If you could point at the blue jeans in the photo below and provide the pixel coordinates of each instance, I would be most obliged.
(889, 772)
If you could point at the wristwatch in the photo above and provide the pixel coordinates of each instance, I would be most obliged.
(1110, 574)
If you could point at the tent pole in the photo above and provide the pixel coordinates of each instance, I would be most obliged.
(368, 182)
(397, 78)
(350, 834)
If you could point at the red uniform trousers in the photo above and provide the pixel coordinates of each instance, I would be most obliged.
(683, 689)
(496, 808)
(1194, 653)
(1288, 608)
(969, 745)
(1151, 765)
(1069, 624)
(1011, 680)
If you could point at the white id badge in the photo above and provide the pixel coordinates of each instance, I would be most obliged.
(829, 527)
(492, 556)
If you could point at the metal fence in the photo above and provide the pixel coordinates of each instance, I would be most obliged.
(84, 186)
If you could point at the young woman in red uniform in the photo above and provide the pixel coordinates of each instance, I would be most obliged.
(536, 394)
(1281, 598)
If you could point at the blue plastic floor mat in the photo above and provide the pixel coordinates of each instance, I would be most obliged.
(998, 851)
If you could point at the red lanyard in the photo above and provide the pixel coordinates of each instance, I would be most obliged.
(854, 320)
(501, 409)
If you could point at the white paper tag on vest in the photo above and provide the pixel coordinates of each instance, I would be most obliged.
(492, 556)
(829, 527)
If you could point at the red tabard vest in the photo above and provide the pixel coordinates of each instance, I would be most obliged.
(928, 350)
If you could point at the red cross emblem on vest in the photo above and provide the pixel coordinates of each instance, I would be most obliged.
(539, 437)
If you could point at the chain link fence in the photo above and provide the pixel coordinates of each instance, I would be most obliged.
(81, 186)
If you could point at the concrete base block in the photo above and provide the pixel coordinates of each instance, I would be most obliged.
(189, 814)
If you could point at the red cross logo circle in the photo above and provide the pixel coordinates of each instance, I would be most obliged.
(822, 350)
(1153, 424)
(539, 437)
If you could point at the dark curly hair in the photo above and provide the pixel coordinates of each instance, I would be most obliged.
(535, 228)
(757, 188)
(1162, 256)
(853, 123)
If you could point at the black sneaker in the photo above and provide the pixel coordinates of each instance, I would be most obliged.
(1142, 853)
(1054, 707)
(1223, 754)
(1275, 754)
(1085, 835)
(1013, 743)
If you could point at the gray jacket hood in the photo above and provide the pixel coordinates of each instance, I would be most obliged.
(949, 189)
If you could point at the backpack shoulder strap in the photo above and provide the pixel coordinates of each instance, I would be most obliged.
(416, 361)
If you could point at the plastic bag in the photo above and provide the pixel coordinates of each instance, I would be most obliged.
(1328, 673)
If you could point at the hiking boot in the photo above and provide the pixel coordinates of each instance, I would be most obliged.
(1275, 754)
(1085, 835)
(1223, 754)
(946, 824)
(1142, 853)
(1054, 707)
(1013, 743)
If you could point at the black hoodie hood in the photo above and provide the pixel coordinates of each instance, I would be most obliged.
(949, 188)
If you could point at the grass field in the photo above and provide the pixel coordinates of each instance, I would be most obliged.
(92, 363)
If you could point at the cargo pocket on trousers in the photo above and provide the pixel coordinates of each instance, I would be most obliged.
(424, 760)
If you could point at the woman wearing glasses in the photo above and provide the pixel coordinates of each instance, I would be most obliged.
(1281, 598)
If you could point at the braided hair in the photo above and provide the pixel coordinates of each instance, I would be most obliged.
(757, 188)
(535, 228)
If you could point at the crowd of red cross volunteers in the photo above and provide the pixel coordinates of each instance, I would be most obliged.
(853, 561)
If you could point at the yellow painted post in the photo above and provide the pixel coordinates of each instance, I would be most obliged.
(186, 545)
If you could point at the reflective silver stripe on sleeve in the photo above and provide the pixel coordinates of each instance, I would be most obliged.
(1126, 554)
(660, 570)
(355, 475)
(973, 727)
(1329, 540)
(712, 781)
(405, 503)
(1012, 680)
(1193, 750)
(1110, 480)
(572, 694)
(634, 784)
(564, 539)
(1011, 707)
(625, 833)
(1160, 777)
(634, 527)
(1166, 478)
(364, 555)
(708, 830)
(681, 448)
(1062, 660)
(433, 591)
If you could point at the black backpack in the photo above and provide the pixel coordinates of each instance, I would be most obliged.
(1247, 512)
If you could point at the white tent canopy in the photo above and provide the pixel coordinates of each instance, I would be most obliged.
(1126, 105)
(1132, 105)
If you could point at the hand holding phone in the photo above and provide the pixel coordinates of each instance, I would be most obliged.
+ + +
TASK TO COMPLETE.
Rewrite the rows above, from the first line up to and including the line containing "(1011, 680)", as a JSON list of strings with one string per line, omitting any blank lines.

TASK RESULT.
[
  "If you could point at the blue jeans in the photo below and provide the pixel coordinates of each instance, I would be most obliged.",
  "(889, 772)",
  "If you could point at the wristwatch in the photo above and provide the pixel coordinates of each instance, I would be most obliged.",
  "(1110, 574)",
  "If you could point at the tent pole in the photo above and provide the pixel coordinates of each instance, I would be most obliged.",
  "(368, 182)",
  "(397, 78)",
  "(350, 834)",
  "If you could point at the red uniform trousers in the photo above and provide the pixel coordinates of each instance, I would be most obliged.",
  "(683, 689)",
  "(496, 808)",
  "(1194, 653)",
  "(1288, 608)",
  "(969, 745)",
  "(1151, 765)",
  "(1069, 624)",
  "(1011, 680)"
]